Exclude the pictures and retype the entries as written.

Data items:

START

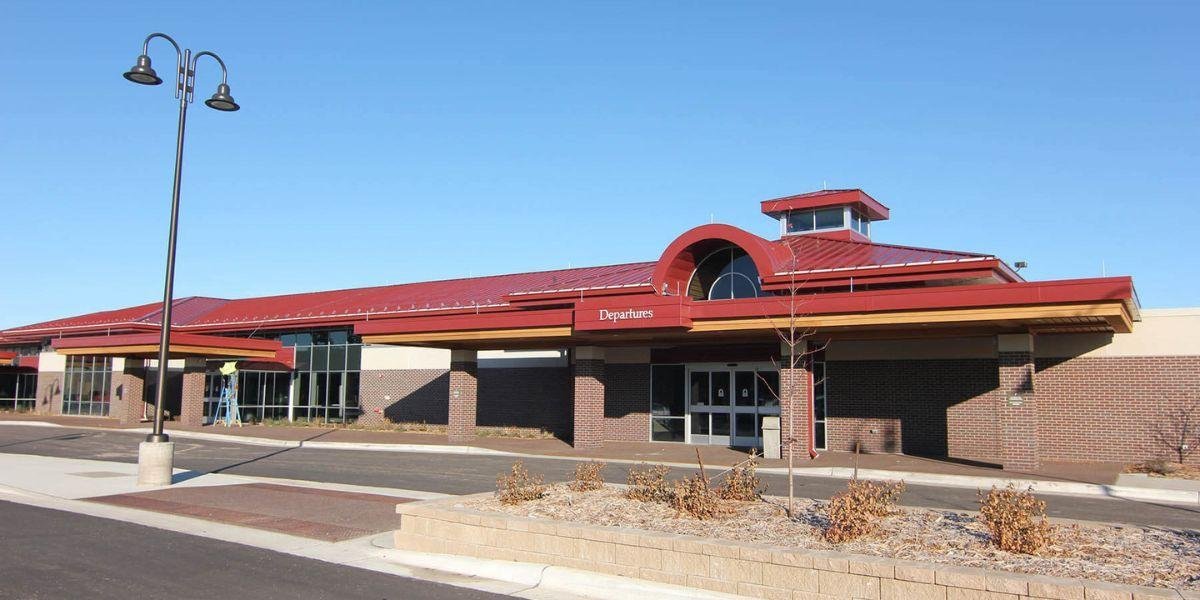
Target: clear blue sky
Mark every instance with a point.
(394, 142)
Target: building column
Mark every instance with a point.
(795, 401)
(130, 391)
(1018, 403)
(587, 371)
(463, 396)
(192, 402)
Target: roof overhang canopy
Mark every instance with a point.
(1057, 306)
(145, 346)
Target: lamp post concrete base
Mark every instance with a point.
(156, 462)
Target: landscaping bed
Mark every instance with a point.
(1155, 557)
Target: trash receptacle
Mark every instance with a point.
(771, 437)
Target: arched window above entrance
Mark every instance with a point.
(726, 274)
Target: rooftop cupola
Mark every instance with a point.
(845, 214)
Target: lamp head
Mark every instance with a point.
(222, 100)
(143, 73)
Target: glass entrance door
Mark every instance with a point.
(726, 403)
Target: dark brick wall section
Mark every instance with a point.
(129, 391)
(417, 395)
(796, 397)
(49, 393)
(526, 397)
(1018, 421)
(588, 426)
(918, 407)
(191, 413)
(463, 396)
(627, 403)
(1109, 408)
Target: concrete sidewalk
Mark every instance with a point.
(915, 471)
(76, 485)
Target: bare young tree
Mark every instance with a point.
(1180, 431)
(793, 339)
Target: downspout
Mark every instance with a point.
(808, 394)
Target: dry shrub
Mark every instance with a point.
(742, 481)
(588, 477)
(853, 513)
(693, 496)
(648, 483)
(1015, 519)
(519, 485)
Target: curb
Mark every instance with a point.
(551, 579)
(1191, 497)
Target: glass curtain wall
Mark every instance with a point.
(18, 391)
(262, 395)
(87, 385)
(325, 387)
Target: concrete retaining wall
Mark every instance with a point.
(444, 527)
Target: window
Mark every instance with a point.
(799, 221)
(87, 385)
(667, 407)
(724, 275)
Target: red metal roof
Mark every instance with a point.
(814, 253)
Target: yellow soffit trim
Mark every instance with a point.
(1114, 312)
(197, 351)
(466, 336)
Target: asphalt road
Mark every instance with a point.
(51, 555)
(460, 474)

END

Solution to the problem:
Target: clear blue sky
Mark every instance with a point.
(394, 142)
Target: building column
Mark every instance with a point.
(795, 401)
(130, 391)
(1018, 403)
(587, 371)
(463, 396)
(192, 402)
Target: roof overhang canopy
Mark every instance with a point.
(1057, 306)
(145, 346)
Target: lamp post concrete base
Mark every instance with a point.
(156, 462)
Target: landscaping bed
Mark every instance with a point.
(1155, 557)
Target: trash receptacle
Mark every instance with a point.
(771, 437)
Target: arched window above entrance
Mark every instance with a point.
(726, 274)
Target: rooftop cupola
Mark every instance with a point.
(845, 214)
Target: lamp head
Mark every instance with a point.
(222, 100)
(143, 73)
Target: glass entrance door
Mark every instance with a point.
(726, 403)
Target: dark brick wall section
Mark every instance with a point.
(129, 391)
(417, 395)
(796, 397)
(49, 393)
(526, 397)
(1018, 421)
(588, 426)
(918, 407)
(191, 413)
(463, 396)
(627, 403)
(1109, 408)
Target: concrete sidewalk
Mark every instance with a point.
(915, 471)
(76, 485)
Target: bare young tree
Mark every instance with a point.
(1180, 431)
(793, 339)
Target: downspout
Mark every instance with a point.
(808, 394)
Target: dry shrub
Mark every instance with a point.
(742, 481)
(588, 477)
(853, 513)
(693, 496)
(648, 483)
(1015, 519)
(519, 485)
Target: curb
Mark every instance with a point.
(551, 579)
(1191, 497)
Target: glass curtain wall
Mark every instance with a point.
(18, 391)
(262, 395)
(87, 385)
(325, 387)
Target: concrete retaining wall
Mark every instance with a point.
(444, 527)
Target: window
Mark every instance with a point.
(799, 221)
(87, 385)
(667, 407)
(724, 275)
Target: red metal roof
Mark every instance with a point.
(814, 253)
Target: yellow soffit trim
Mark every instance with a point.
(1114, 312)
(197, 351)
(466, 336)
Target: asphalt road
Mark every instance with a point.
(51, 555)
(460, 474)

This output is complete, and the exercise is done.